Document excerpt.
*** Begin section ***
OWING to the devastating fallout of Covid-19, maximising public welfare and economic self-reliance have emerged as the over-arching issues for many countries, including Pakistan. These two issues would matter a great deal in setting the course of economic recovery and social development.
Going by the official pronouncements and prior policy decisions, the 2020-21 budget will aim at shoring up the sagging domestic demand and speed up efforts to boost indigenous production to cut imports as badly hurt exports would take time to pick up.
The coronavirus has destabilised many developing and developed economies and international trade, and the ways things were done with an approaching recession.
The prime minister’s advisor on commerce Abdul Razak Dawood said on May 26 his ministry is working on reforms for inclusion in the upcoming budget that would encourage import substitution of major consumer items and promote domestic commerce. Officials see a huge potential for indigenous production as most of the identified items require simple technology.
The main focus of the reforms including rationalisation of tariffs would be to promote ‘Make in Pakistan’. The cost of local production will be reduced by slashing customs and regulatory duties on raw materials and semi-finished goods.
The key task in the realm of public welfare is to encourage entrepreneurship at the grassroots in a variety of ways that helps people fend for their livelihoods
New jobs are to be created by industrial revival. However, a report on job prospects worldwide including Pakistan by Payoneers indicates that self-employment could become more stable than full-time jobs in the post-pandemic labour market. The firm’s CEO Scot Galit says: “companies will be looking to run leaner and to do so, they need to fill the skill gap.” The virus has severally affected both regular jobs and freelance work.
On May 21, the Economic Coordination Committee (EEC) finalised a tax incentivised policy to promote local manufacturing of mobile handsets and directed the relevant ministries to engage with foreign investors to relocate their production facility in Pakistan as they are moving to the next level of industrialisation in line with the 5G technology rollout.
The target is to get this investment as soon as the coronavirus is subdued. It would reinforce the country’s efforts to move faster into the digital era. Under this policy, parts of mobile phone sets would be used for the entire range of mobile phones instead of being limited to a particular brand.
Pakistan needs to evolve policies that would ensure that external financial and capital inflows reduce and not enhance external dependence. Given the current state of the international export market, Pakistan can at best generate a trade surplus after having first met the domestic demand.
*** End section ***
Dataset records.
*** Begin section ***
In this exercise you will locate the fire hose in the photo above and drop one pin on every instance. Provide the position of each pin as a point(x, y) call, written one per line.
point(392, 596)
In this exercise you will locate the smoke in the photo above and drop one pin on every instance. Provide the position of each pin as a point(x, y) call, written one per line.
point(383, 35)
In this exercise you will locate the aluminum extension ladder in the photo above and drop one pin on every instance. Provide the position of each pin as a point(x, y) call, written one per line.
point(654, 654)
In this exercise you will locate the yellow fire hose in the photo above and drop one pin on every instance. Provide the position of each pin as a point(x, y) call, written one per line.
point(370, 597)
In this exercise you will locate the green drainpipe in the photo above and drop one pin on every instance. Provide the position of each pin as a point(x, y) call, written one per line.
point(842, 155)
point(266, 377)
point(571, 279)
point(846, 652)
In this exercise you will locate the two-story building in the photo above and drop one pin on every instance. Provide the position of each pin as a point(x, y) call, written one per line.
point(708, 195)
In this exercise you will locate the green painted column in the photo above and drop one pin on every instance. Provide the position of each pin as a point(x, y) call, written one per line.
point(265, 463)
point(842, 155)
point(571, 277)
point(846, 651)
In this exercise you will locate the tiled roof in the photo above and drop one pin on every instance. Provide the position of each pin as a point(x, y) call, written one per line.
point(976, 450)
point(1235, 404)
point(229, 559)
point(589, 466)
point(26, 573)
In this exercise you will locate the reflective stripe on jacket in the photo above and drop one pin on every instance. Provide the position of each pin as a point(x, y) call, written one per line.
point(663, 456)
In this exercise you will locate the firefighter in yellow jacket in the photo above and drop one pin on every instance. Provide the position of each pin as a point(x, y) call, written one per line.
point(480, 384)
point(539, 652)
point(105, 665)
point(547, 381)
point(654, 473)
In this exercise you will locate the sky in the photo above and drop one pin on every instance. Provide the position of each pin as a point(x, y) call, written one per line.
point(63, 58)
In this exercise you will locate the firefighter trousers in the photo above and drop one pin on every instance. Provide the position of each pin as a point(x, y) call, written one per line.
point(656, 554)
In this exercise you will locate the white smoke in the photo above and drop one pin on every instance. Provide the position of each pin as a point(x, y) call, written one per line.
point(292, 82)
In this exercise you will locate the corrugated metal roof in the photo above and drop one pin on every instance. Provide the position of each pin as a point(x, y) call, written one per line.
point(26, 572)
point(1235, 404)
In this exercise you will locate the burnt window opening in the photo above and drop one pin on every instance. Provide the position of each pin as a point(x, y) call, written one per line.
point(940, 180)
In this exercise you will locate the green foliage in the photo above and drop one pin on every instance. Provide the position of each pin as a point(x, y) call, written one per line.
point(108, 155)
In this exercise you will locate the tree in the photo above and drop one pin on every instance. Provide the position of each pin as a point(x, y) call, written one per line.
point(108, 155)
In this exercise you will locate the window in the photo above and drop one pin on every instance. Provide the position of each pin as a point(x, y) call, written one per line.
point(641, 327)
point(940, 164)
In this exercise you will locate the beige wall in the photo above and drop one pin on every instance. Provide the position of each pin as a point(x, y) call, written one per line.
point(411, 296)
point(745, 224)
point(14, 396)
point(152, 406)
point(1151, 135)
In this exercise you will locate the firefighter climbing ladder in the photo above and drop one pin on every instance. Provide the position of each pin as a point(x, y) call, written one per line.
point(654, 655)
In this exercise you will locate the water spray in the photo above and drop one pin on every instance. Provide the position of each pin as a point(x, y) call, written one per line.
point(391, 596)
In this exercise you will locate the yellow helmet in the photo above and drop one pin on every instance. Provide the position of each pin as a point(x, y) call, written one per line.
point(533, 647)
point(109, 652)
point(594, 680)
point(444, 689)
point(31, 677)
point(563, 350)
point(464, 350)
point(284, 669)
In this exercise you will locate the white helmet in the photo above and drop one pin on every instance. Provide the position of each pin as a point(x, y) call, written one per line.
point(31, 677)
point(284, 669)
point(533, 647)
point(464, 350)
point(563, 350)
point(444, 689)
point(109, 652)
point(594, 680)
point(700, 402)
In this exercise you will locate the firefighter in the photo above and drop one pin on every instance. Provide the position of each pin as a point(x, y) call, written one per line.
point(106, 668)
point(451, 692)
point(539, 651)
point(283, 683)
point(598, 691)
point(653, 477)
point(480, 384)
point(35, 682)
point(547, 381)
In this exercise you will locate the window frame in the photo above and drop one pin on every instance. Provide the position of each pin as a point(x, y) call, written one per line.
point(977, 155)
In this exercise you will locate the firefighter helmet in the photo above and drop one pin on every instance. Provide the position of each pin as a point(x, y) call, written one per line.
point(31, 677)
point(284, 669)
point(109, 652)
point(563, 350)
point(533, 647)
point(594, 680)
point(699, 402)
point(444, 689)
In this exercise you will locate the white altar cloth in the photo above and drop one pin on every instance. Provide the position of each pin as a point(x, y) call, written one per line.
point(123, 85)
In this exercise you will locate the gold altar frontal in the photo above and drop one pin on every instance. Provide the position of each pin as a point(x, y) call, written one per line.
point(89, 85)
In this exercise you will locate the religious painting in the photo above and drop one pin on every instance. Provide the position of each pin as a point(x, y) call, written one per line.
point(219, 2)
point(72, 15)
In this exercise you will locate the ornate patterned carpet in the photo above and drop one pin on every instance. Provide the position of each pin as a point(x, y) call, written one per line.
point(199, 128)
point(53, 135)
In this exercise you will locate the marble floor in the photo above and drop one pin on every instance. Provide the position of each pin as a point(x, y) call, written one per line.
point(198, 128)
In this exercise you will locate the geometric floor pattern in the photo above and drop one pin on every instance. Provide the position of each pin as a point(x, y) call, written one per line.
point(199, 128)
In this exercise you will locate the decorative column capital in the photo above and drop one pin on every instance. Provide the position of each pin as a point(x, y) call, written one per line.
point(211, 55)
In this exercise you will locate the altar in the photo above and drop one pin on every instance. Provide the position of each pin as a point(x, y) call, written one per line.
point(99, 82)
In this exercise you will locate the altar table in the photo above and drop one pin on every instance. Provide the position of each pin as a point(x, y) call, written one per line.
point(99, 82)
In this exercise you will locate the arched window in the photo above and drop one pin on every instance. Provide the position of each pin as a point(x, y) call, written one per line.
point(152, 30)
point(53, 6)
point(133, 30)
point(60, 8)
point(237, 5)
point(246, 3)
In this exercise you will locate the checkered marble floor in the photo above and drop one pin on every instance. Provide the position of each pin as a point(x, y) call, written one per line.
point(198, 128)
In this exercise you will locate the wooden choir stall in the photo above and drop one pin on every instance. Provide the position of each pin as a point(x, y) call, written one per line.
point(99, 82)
*** End section ***
*** Begin section ***
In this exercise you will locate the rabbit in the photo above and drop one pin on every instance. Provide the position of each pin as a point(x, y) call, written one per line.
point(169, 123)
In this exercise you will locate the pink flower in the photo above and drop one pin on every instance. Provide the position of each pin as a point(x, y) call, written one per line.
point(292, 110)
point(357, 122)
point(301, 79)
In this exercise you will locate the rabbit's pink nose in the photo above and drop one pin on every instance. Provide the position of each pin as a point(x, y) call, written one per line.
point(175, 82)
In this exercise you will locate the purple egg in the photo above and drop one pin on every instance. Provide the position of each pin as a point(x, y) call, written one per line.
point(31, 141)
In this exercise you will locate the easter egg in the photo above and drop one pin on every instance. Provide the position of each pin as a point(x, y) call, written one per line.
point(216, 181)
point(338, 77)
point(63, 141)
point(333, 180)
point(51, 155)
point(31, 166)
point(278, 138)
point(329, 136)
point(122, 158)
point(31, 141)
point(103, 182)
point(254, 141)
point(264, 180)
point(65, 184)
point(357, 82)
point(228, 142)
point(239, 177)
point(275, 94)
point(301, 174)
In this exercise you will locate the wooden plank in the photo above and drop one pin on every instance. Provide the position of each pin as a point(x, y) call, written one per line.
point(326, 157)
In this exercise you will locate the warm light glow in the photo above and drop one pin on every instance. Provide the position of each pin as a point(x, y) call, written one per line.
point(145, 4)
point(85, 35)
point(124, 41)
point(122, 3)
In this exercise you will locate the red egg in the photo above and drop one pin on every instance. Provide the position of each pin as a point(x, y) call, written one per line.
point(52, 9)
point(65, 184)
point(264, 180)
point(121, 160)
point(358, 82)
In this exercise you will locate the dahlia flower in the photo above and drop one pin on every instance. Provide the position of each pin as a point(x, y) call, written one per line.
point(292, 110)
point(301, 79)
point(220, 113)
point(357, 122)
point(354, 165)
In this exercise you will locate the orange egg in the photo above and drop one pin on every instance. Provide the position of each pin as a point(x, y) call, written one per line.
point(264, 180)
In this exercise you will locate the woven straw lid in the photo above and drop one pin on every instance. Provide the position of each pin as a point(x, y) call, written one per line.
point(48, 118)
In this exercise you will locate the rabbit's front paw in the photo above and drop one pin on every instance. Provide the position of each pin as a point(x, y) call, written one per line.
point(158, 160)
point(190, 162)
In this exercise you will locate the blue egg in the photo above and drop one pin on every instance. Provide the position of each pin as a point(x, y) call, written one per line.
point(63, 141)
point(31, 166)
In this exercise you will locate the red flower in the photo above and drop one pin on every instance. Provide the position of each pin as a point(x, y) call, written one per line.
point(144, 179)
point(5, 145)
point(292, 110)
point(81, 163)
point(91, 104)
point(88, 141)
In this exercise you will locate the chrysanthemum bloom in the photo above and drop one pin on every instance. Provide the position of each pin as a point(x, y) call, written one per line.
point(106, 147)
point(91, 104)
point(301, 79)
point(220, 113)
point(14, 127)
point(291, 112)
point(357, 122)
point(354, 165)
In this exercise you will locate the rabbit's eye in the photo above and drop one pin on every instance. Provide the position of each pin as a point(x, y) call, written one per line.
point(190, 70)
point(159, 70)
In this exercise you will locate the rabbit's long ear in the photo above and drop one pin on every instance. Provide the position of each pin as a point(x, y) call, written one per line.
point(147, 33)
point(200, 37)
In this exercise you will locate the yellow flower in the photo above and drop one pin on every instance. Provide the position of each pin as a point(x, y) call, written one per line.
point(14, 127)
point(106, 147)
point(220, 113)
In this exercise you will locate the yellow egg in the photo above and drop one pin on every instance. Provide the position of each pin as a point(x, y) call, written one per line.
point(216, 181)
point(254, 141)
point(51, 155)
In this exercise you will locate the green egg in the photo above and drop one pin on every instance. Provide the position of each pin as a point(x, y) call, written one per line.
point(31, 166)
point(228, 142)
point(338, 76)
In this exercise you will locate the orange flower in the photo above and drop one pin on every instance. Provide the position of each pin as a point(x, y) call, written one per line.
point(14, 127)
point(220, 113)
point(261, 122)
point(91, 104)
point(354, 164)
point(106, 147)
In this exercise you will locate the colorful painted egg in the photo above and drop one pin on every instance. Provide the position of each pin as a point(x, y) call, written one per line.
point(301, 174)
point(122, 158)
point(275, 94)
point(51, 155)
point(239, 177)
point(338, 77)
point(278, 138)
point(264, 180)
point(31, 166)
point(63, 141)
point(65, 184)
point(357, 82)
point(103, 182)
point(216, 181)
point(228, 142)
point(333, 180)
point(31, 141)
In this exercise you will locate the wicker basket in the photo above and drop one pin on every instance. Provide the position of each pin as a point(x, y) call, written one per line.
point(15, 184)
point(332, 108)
*** End section ***
Using the information.
1 - Decide whether each statement agrees with the article on Pakistan's post-Covid economy. Answer yes or no for each and quote the deciding words from the article.
(a) The commerce advisor said his ministry is preparing budget reforms to encourage import substitution of major consumer items.
(b) Customs and regulatory duties on raw materials are to be raised to protect local producers.
(c) The job-prospects report cited in the article suggests full-time jobs could become more stable than self-employment.
2 - According to the article on Pakistan's post-Covid economy, why do officials see a huge potential for indigenous production? Answer in one to three sentences.
3 - Carry on the article on Pakistan's post-Covid economy, starting after its final sentence.

Results of the tasks.
1 -
(a) Yes: "his ministry is working on reforms for inclusion in the upcoming budget that would encourage import substitution of major consumer items"
(b) No: "The cost of local production will be reduced by slashing customs and regulatory duties on raw materials and semi-finished goods."
(c) No: "self-employment could become more stable than full-time jobs in the post-pandemic labour market"

2 - Officials see a huge potential for indigenous production because most of the items identified for import substitution require simple technology.

3 -
On the public welfare side, the policymakers have already taken a number of temporary measures to stimulate economic activities in order to protect and create new jobs and provide cash relief to the most vulnerable after the outbreak of the virus and as a consequence of the lockdown.
In neighbouring India, an eminent economist says let money flow into the pockets of the poor to protect domestic demand from collapsing, ignoring for the time being the leakages inevitable in the centralised distribution mode.
However, the internationally claimed Indian economist Amartya Sen holds a different view: participatory governance (community outfits, non-governmental organisations, local bodies) is unavoidable and inescapable to reassure the poor that their minimum well-being is secured. That, he argues, is needed to identify needs better.
The big developed economies are witnessing huge governmental spending to shore up the financial health of firms and households incomes. But a few smaller countries, more deeply concerned with the current and future challenges, have taken an unprecedented decision to accord first priority to their peoples’ well-being and standards of living while formulating their national budgets.
In a pioneering effort the eminent women heads of government of three countries — Prime Minister Jacinda Ardern of Netherland, Prime Minister Katrin Jakobsdottir of Iceland and Scotland’s First Minister Nicola Surgeon — have teamed up to promote what is now come to be known as a well-being budget. For quite some time well-being has been the subject matter of scholarly research in developed economies. The process of adaption of a right strategy for well-being may differ from country to country and may undergo adjustments in various phases of its implementation, but it sets the direction for a paradigm policy shift for building a better world.
In the case of Pakistan, the key task in the realm of public welfare is to encourage entrepreneurship at the grassroots in a variety of ways that helps people fend for their livelihoods. This would unleash the creative impulse of the citizens to do things differently according to their needs with wisdom and innovation, says a social scientist.
Netherland’s budget aims to address the growing inequality between the haves and have-nots. That would help boost domestic demand and spur local economic activities. Some social activists there have called the move an effort to make the country a great place to make a living.
Erratic economic growth producing social exclusion has lost much of its gloss, with aggravating problems of unemployment, poverty and inequality and lag in social development particularly since the global financial crisis of 2007-08. Many noted economists argue that GDP measures a country’s output of goods and services but fails to capture the impact of climate changes, inequality, digital services and other phenomena shaping the modern societies. As a result of the global surge in inequality, unemployment, poverty, the so-called theory of the trickle-down effect of growth has evaporated into thin air.
What has become more evident now is that economic orthodoxy has entered a twilight zone.
With the exception of PTI’s approach towards its political rivals, national debate is shifting from individual to collective and systemic failures. Meanwhile, the ruling party is struggling to build a time-worn centralised welfare state.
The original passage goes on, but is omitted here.